Objective: Reproduce the items below with every occurrence of "every instance" replaced by "all instances", and change nothing else.

Input data:
::::

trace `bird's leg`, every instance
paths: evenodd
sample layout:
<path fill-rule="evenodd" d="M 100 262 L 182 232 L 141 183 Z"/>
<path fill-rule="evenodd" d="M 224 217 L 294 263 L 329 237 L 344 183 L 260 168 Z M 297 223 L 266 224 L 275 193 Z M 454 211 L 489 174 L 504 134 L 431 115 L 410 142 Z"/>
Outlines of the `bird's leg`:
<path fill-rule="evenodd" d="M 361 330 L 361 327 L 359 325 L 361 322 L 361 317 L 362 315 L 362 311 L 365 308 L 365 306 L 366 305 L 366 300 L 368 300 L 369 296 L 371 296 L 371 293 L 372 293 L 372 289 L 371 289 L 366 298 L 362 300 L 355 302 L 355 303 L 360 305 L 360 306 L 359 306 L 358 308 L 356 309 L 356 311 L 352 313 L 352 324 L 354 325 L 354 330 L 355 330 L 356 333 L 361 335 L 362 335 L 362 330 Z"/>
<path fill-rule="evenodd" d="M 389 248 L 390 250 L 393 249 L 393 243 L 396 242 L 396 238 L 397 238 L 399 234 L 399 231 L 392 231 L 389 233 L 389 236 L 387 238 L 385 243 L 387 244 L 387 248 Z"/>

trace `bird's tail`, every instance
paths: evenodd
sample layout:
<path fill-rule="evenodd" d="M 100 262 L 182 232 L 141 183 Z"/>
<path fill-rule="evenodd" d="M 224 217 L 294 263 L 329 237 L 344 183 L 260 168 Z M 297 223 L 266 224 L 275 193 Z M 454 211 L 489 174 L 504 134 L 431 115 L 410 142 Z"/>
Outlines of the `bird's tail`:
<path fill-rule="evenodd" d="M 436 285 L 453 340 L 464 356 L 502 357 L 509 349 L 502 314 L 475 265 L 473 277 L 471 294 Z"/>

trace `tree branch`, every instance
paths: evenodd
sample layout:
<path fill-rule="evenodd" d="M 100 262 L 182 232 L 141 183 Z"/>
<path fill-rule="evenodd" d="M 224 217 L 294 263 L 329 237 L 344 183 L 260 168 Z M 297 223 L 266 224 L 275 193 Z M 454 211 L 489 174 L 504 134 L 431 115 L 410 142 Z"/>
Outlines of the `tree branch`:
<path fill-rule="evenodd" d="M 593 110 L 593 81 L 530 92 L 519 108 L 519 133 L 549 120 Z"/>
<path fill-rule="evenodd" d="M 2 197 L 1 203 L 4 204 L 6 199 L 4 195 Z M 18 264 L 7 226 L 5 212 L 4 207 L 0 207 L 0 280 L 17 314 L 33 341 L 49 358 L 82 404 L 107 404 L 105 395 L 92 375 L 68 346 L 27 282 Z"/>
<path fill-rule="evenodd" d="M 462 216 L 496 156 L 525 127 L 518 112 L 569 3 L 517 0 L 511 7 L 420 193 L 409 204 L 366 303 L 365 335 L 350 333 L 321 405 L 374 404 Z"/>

::::

Reply to the task:
trace `bird's leg`, all instances
paths: evenodd
sample layout:
<path fill-rule="evenodd" d="M 100 262 L 182 232 L 141 183 Z"/>
<path fill-rule="evenodd" d="M 224 217 L 294 263 L 329 237 L 344 183 L 260 168 Z M 297 223 L 266 224 L 275 193 Z M 454 211 L 489 174 L 504 134 L 431 115 L 410 142 Z"/>
Outlines of the `bird's leg`:
<path fill-rule="evenodd" d="M 361 330 L 361 327 L 359 325 L 361 322 L 361 317 L 362 315 L 362 311 L 365 308 L 365 306 L 366 305 L 366 300 L 368 300 L 369 296 L 371 296 L 371 293 L 372 293 L 372 289 L 371 289 L 366 298 L 362 300 L 355 302 L 355 303 L 360 305 L 360 306 L 359 306 L 358 308 L 356 309 L 356 311 L 352 313 L 352 324 L 354 325 L 354 330 L 355 330 L 356 333 L 361 335 L 362 335 L 362 330 Z"/>
<path fill-rule="evenodd" d="M 389 248 L 390 250 L 393 249 L 393 243 L 396 242 L 396 238 L 397 238 L 399 234 L 399 231 L 392 231 L 389 233 L 389 236 L 387 238 L 385 243 L 387 244 L 387 248 Z"/>

trace `bird's tail`, all instances
paths: evenodd
sample layout:
<path fill-rule="evenodd" d="M 100 262 L 182 232 L 141 183 Z"/>
<path fill-rule="evenodd" d="M 224 217 L 294 263 L 329 237 L 344 183 L 260 168 Z M 297 223 L 266 224 L 275 193 Z M 454 211 L 489 174 L 504 134 L 431 115 L 410 142 Z"/>
Outlines of the `bird's tail`:
<path fill-rule="evenodd" d="M 436 285 L 453 340 L 464 356 L 502 357 L 509 349 L 502 314 L 475 265 L 473 277 L 471 294 Z"/>

trace `tree branch`, all instances
paths: evenodd
sample layout:
<path fill-rule="evenodd" d="M 100 262 L 182 232 L 141 183 Z"/>
<path fill-rule="evenodd" d="M 224 217 L 294 263 L 329 237 L 344 183 L 260 168 Z M 297 223 L 266 224 L 275 193 Z M 454 211 L 489 174 L 504 134 L 431 115 L 410 142 Z"/>
Outlines of the `tree branch`:
<path fill-rule="evenodd" d="M 593 110 L 593 81 L 530 92 L 519 108 L 519 133 L 549 120 Z"/>
<path fill-rule="evenodd" d="M 2 197 L 1 203 L 4 204 L 6 199 L 4 195 Z M 18 264 L 7 226 L 5 212 L 4 207 L 0 207 L 0 280 L 17 314 L 33 341 L 49 358 L 82 404 L 107 404 L 105 395 L 92 375 L 68 346 L 27 282 Z"/>
<path fill-rule="evenodd" d="M 462 216 L 496 156 L 525 127 L 518 112 L 569 3 L 517 0 L 511 7 L 420 193 L 409 204 L 366 303 L 365 335 L 350 333 L 321 405 L 374 404 Z"/>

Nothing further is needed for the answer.